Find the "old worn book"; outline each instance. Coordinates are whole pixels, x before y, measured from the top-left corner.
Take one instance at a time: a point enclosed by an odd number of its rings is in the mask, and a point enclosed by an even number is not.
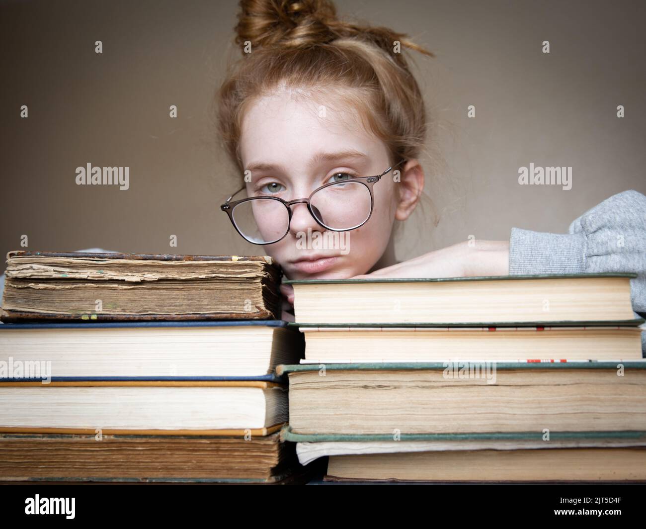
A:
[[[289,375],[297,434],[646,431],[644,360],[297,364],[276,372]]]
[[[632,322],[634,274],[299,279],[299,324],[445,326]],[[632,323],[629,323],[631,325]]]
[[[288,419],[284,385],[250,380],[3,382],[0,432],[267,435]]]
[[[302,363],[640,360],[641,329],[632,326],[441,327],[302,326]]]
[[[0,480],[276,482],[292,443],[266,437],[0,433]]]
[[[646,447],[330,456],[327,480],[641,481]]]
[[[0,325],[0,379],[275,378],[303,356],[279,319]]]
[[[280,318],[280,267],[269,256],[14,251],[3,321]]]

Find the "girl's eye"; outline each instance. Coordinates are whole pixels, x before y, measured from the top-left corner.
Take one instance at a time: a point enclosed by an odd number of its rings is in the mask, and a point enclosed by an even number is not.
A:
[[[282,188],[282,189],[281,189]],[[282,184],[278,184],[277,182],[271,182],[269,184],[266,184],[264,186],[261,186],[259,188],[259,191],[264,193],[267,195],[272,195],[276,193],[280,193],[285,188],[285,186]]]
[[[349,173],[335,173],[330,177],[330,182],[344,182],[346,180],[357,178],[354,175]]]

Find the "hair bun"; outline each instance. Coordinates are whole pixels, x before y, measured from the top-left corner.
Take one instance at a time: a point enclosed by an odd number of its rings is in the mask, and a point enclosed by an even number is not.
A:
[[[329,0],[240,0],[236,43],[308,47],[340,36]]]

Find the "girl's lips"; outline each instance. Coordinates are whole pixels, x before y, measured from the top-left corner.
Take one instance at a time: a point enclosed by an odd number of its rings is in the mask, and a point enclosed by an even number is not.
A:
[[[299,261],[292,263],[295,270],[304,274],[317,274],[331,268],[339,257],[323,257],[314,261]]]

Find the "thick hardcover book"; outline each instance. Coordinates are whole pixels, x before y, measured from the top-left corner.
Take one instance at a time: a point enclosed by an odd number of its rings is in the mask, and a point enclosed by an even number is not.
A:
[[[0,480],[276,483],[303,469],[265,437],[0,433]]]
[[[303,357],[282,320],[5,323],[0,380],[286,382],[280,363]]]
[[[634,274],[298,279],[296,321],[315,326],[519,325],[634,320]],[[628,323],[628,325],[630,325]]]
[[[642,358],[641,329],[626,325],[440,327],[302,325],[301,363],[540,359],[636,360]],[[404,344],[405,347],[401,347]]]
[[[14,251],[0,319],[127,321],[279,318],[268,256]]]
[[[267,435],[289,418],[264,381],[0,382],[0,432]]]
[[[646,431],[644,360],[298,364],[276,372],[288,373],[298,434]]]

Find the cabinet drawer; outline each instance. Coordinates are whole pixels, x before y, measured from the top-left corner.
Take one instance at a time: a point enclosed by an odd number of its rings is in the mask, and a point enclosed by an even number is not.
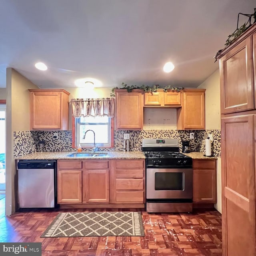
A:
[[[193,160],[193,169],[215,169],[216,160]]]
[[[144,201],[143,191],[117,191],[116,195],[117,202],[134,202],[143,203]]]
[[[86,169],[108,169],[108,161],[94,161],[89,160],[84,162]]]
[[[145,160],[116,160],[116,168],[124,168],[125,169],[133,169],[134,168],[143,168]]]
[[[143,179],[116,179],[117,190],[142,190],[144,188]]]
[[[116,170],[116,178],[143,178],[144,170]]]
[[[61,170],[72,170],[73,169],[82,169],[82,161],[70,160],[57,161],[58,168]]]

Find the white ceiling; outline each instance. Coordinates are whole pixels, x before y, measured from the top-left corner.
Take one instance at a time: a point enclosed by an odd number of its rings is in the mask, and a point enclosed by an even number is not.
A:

**THE EXERCISE**
Rewrite the listing from its first line up to and including the line with "[[[280,318],[280,267],[269,256],[14,251],[3,321]]]", keeping every line of text and scaling each polygon coordinate in the outlines by 0.55, rounded to the nearest whole number with halves rounded up. Leave the picture lines out.

**THE ANSWER**
Find the "old worn book"; outline each instance. Coordinates are whole pixels, x before y, measured from the top-left corner.
Take one instance at a time: a point enclosed by an odd number of its rings is in the mask, and a point enclosed by an even number is not.
A:
[[[159,206],[163,239],[355,237],[354,198],[163,200],[152,205]]]
[[[348,177],[349,151],[164,153],[164,178],[245,179]],[[348,178],[346,178],[347,179]]]
[[[158,230],[156,212],[138,209],[2,210],[0,238],[147,239]]]
[[[166,200],[352,198],[353,181],[348,179],[243,180],[166,179]]]
[[[0,264],[152,265],[161,244],[146,240],[0,238]]]
[[[355,246],[182,251],[180,264],[353,265]]]
[[[0,179],[0,208],[151,208],[167,196],[153,175]]]
[[[154,175],[154,147],[148,141],[8,138],[2,177]]]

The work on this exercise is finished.